PROBLEM DETAILS – Retype every line of the rows below with no changes, leaving out the pictures.

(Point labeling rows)
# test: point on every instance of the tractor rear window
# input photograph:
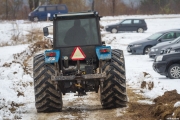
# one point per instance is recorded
(77, 32)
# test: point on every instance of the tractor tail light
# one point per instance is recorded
(51, 54)
(104, 50)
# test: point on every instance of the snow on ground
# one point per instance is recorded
(16, 87)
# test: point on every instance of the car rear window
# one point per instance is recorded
(127, 22)
(51, 8)
(137, 21)
(177, 34)
(154, 36)
(41, 9)
(61, 8)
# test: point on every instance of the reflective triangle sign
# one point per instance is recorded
(78, 54)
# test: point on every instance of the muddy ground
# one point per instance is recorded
(89, 108)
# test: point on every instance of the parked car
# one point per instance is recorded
(41, 12)
(168, 65)
(156, 50)
(143, 46)
(138, 25)
(171, 49)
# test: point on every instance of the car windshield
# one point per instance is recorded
(177, 40)
(154, 36)
(35, 9)
(77, 32)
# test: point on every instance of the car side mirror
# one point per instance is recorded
(45, 31)
(103, 43)
(160, 40)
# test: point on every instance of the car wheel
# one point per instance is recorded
(146, 50)
(140, 30)
(36, 19)
(114, 30)
(174, 71)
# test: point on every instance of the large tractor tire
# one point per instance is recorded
(113, 92)
(47, 98)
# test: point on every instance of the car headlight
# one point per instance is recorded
(152, 50)
(162, 52)
(168, 50)
(159, 58)
(172, 51)
(137, 45)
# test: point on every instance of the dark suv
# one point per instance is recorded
(138, 25)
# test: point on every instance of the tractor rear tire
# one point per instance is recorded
(47, 98)
(113, 92)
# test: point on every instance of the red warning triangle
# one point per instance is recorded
(78, 54)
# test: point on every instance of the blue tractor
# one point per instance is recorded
(79, 62)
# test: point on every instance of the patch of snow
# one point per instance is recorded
(177, 104)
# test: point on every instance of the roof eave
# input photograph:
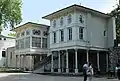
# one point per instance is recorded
(82, 7)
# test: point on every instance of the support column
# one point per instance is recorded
(87, 55)
(59, 69)
(98, 63)
(76, 62)
(20, 61)
(51, 62)
(107, 62)
(24, 62)
(67, 70)
(16, 61)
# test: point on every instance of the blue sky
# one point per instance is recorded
(33, 10)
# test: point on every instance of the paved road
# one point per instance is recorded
(36, 77)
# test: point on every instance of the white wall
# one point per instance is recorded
(4, 44)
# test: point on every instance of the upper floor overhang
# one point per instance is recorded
(29, 24)
(73, 8)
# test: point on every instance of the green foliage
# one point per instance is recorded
(10, 13)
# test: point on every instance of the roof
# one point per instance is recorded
(76, 6)
(30, 23)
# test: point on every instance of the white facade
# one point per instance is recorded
(31, 44)
(5, 42)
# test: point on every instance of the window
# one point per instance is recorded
(54, 23)
(21, 43)
(69, 33)
(27, 32)
(44, 42)
(61, 21)
(10, 55)
(17, 44)
(36, 32)
(44, 33)
(81, 33)
(3, 54)
(69, 19)
(62, 35)
(36, 42)
(23, 33)
(81, 19)
(54, 37)
(27, 42)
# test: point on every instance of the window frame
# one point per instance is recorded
(61, 35)
(70, 33)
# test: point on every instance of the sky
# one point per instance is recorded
(34, 10)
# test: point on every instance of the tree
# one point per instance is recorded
(10, 13)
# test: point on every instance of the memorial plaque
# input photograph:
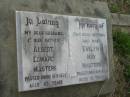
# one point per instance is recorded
(59, 50)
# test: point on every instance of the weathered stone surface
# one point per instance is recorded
(8, 62)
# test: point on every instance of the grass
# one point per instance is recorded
(121, 45)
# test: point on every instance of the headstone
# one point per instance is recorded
(59, 50)
(8, 51)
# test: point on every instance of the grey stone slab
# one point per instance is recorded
(8, 62)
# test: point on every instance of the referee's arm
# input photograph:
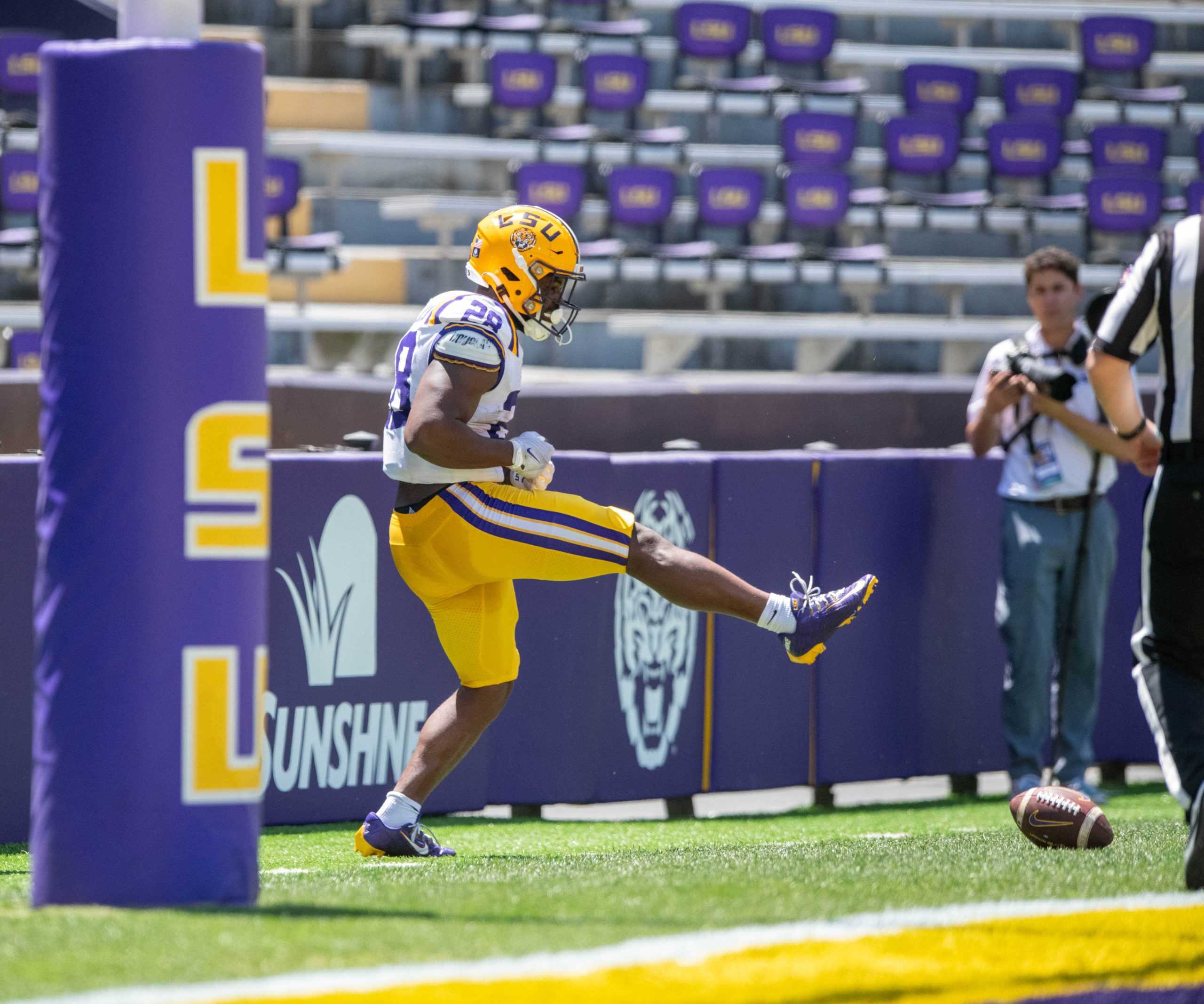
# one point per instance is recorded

ANSWER TO THE EXERCISE –
# test: point on every instance of the tractor rear window
# input photograph:
# one point per instance is recorded
(77, 32)
# test: point on every instance of the tractor tail light
# one point per instance is recorded
(51, 54)
(104, 50)
# test: point on every instance of the snow on ground
# one point per instance is recorded
(16, 87)
# test: point on every instance of the car rear window
# one point per instance is recorded
(127, 22)
(51, 8)
(137, 21)
(177, 34)
(154, 36)
(41, 9)
(61, 8)
# test: point on every instance of the reflective triangle sign
# one point per instance is recorded
(78, 54)
# test: point on every instance of the muddy ground
# one point per instance is recorded
(89, 108)
# test: point on every instance of the parked car
# one point per instance is recorded
(41, 12)
(168, 65)
(156, 50)
(143, 46)
(138, 25)
(171, 49)
# test: point on every instance of the car windshield
# one point per instance is recorded
(177, 40)
(154, 36)
(35, 9)
(77, 32)
# test: point on every instance of the car side mirror
# one point per instance is recorded
(45, 31)
(103, 43)
(160, 40)
# test: point on every instance of the car wheel
# one point per instance is recorded
(146, 50)
(140, 30)
(36, 19)
(114, 30)
(174, 71)
# test: point on every instance of the large tractor tire
# one point per instance is recorded
(113, 92)
(47, 98)
# test: point on every instance of the car headlight
# one point per instance is recorded
(152, 50)
(162, 52)
(168, 50)
(159, 58)
(172, 51)
(137, 45)
# test: point on every instance of the dark suv
# one point per instance is recorded
(138, 25)
# test: point on every instance of the tractor rear tire
# one point per instance is recorded
(47, 98)
(113, 92)
# test: point on every instance of the red warning triangle
# one point per instance is recorded
(78, 54)
# test: point on every instance of the blue tractor
# one point per instance is recorded
(79, 62)
# test: point on every instance of the patch of snow
# one point per instance is recorded
(177, 104)
# test: point on every instance of the roof eave
# input photograph:
# one point per instance is recorded
(82, 7)
# test: point on every instance of the support column
# one point per instance is recorded
(87, 55)
(59, 69)
(98, 63)
(76, 62)
(20, 61)
(51, 62)
(107, 62)
(24, 62)
(67, 70)
(16, 61)
# test: point on every instance of the blue sky
# one point per instance is recorded
(33, 10)
# test: point on every instance of the paved road
# one point per instance is recorded
(36, 77)
# test: point on every instance of the white wall
# one point per instance is recorded
(4, 44)
# test: point on every instance of the upper floor overhang
# one point per instance is recorded
(29, 24)
(73, 8)
# test: point on every instance of the green foliage
# one point per instance is recorded
(10, 13)
# test: point on every instance of the roof
# one point per instance is recorded
(76, 6)
(30, 23)
# test: point on every instance of the white facade
# one point per instance is recorded
(31, 44)
(5, 42)
# test: point on every instance of the window
# one point per instance is recorded
(54, 23)
(21, 43)
(69, 33)
(27, 32)
(44, 42)
(61, 21)
(10, 55)
(17, 44)
(36, 32)
(44, 33)
(81, 33)
(3, 54)
(69, 19)
(62, 35)
(36, 42)
(23, 33)
(81, 19)
(54, 37)
(27, 42)
# test: point on every instance of the window frame
# one point per instance is recorded
(61, 35)
(70, 33)
# test: point on every instance of the sky
# one point per instance is recorded
(34, 10)
# test: point on every instance of the tree
# one point per instance is recorded
(10, 13)
# test: point on every instance of the memorial plaque
# input photograph:
# one point per instance is recorded
(59, 50)
# test: point on every instance of the weathered stone surface
# one point per instance is recorded
(8, 62)
# test: point on every instance of the grass
# one point per instance is recorded
(121, 45)
# test: point on every instance of the headstone
# one point per instance is recorded
(59, 50)
(8, 51)
# test: point on every instance of the grey stone slab
# one point per instance is recorded
(8, 62)
# test: point on every instance of the referee's arm
# input photograph:
# one point per instance is recorded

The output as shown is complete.